Convert the items below into a JSON list of strings with one string per line. Skip blank lines and leave the pictures out.

──────

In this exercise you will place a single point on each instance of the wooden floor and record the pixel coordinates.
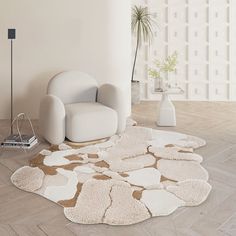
(23, 213)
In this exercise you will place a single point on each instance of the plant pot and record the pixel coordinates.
(135, 92)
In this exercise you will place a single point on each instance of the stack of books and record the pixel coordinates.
(25, 141)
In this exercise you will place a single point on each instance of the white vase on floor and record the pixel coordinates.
(167, 115)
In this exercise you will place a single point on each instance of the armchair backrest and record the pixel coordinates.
(73, 87)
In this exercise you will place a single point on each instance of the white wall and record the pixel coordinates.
(56, 35)
(203, 32)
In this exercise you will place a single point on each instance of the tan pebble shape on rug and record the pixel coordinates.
(124, 209)
(28, 178)
(192, 192)
(64, 192)
(161, 202)
(181, 170)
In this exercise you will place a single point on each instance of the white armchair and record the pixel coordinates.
(77, 109)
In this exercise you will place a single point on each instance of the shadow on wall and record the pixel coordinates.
(30, 100)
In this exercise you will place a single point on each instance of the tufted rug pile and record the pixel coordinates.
(124, 180)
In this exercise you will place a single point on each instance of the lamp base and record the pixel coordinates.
(17, 141)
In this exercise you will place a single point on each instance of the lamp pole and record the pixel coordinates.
(11, 36)
(11, 85)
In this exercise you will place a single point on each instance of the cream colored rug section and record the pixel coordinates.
(123, 180)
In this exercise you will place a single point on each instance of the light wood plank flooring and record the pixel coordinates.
(23, 213)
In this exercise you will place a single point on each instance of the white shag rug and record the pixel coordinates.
(127, 179)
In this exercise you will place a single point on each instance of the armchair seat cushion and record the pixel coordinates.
(89, 121)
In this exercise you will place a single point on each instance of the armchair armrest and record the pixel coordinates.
(111, 96)
(52, 119)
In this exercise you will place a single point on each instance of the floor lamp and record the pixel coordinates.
(11, 36)
(17, 140)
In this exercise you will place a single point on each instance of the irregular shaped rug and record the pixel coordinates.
(124, 180)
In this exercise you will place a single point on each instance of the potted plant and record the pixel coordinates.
(164, 67)
(142, 24)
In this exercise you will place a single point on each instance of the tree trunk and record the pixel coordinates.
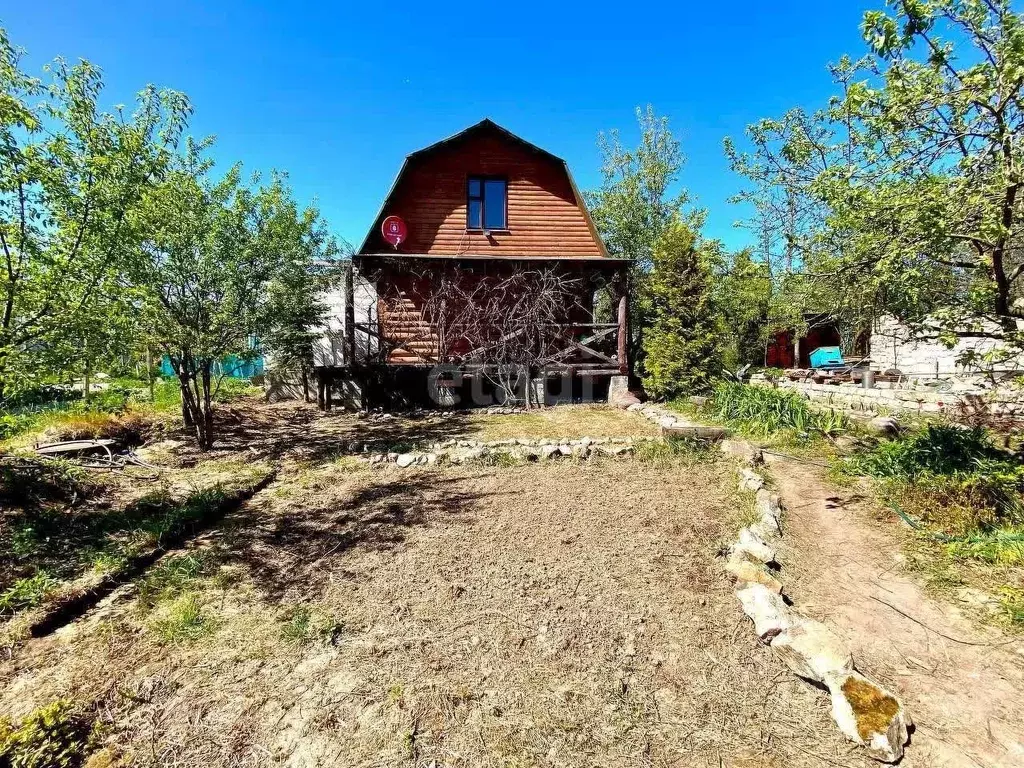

──────

• SOLUTION TO THIS TASK:
[
  "In this exercise you will place a single point on each instance of the wooden floor and record the pixel coordinates.",
  "(23, 213)",
  "In this exercise you will place a single point on each instance of the plant pot and record the pixel coordinates.",
  "(135, 92)",
  "In this exercise you will place a single point on each instance of the stack of books and record the pixel coordinates.",
  "(25, 141)",
  "In this exercise you will place a single point on each instance of the white vase on floor and record the pixel coordinates.",
  "(167, 115)",
  "In this exercise you will place a single point on each instance of the armchair backrest and record the pixel coordinates.",
  "(73, 87)",
  "In this exercise you will place a single point on each instance of the white wall and record the pixel coordinates.",
  "(56, 35)",
  "(203, 32)",
  "In this exercise you will place a single point on each instance of the tan pebble shape on rug and record the pixel coordinates.",
  "(124, 209)",
  "(28, 178)",
  "(192, 192)",
  "(64, 192)",
  "(161, 202)",
  "(181, 170)",
  "In this exercise you will place a single point on each instance of the white armchair and record the pixel coordinates.",
  "(77, 109)",
  "In this exercise you will place a single point on each instance of the shadow on wall and record the pixel coordinates.",
  "(30, 100)",
  "In this exercise you will place a single point on each instance of the tufted rug pile and record the pixel coordinates.",
  "(124, 180)",
  "In this exercise you will place a single point on each instance of the lamp base and record the pixel coordinates.",
  "(17, 141)",
  "In this exercise you will place a single point on each instance of the lamp pole and record the pixel coordinates.",
  "(11, 36)",
  "(11, 85)",
  "In this exercise you will place a single point on each instance of the cream colored rug section and record the pixel coordinates.",
  "(123, 180)",
  "In this exercise you will place a single point on each instance of the light wood plank flooring and record the pixel coordinates.",
  "(23, 213)",
  "In this exercise you will place a single point on each instance of the white shag rug and record the pixel coordinates.",
  "(127, 179)",
  "In this exercise you will place a single point on each instance of the armchair seat cushion and record the pixel coordinates.",
  "(89, 121)",
  "In this exercise you will place a single point on each instance of the armchair armrest and record the pixel coordinates.",
  "(111, 96)",
  "(52, 119)",
  "In this exercise you will place a single point on each instance of the floor lamp and record the pixel coordinates.",
  "(11, 36)",
  "(17, 140)",
  "In this exercise you will place a single point on each instance of the irregular shaped rug and record the pixel coordinates.",
  "(124, 180)",
  "In this exercise you will place a single point on each instance of the potted plant and record the pixel coordinates.",
  "(164, 67)",
  "(142, 24)",
  "In this exercise you will place a single point on each instance of the tree trunk and record the pixel coordinates."
]